## What you are asked to do
Rewrite the entries below, replacing "dot" with "marker" wherever it occurs and changing nothing else. Omit the pictures from your answer.

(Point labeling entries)
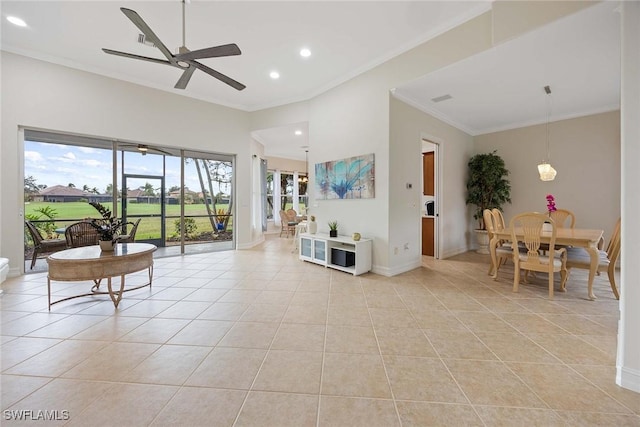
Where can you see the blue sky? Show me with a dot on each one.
(55, 164)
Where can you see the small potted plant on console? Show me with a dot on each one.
(333, 228)
(109, 227)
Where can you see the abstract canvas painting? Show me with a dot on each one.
(351, 178)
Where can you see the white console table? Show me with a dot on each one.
(341, 253)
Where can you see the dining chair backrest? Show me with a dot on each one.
(489, 222)
(527, 228)
(580, 258)
(81, 234)
(560, 217)
(499, 219)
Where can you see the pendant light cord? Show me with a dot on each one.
(547, 89)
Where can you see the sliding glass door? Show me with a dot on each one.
(184, 199)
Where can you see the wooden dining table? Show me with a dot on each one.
(577, 237)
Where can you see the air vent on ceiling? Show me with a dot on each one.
(143, 40)
(441, 98)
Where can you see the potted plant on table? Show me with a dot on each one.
(333, 228)
(487, 188)
(109, 227)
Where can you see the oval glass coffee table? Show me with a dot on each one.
(90, 263)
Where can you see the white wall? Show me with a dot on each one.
(42, 95)
(409, 126)
(586, 153)
(628, 362)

## Written reply
Where can you see the blue sky? Show me with a marker on each one.
(55, 164)
Where can you see the small potted plant on console? Show me with a marker on each one.
(333, 228)
(109, 227)
Where can you see the abstract canvas painting? Show me with a marker on each one.
(351, 178)
Where can you see the white console table? Show me with a marker on each one.
(341, 253)
Where can you see the dining chair backrest? Show me with a marker on each one.
(489, 222)
(527, 228)
(580, 258)
(81, 234)
(560, 217)
(499, 219)
Where can you see the pendant light cord? Show me with a marker on each one.
(547, 89)
Where can you see the sliding glass door? Show me with a marker on each one.
(184, 199)
Where can you see the wooden dining table? Show me with a marker on each one.
(577, 237)
Where can you see the air vent on ceiling? Show me with a marker on each one.
(143, 40)
(441, 98)
Where can you see the potted plant on table? Show me with a marker on each one.
(333, 228)
(487, 188)
(109, 227)
Where can you see the oval glass coffee table? Show me with a marker on each one.
(90, 263)
Where can you see the white wall? Show me with a marker on each one.
(42, 95)
(409, 126)
(586, 153)
(628, 362)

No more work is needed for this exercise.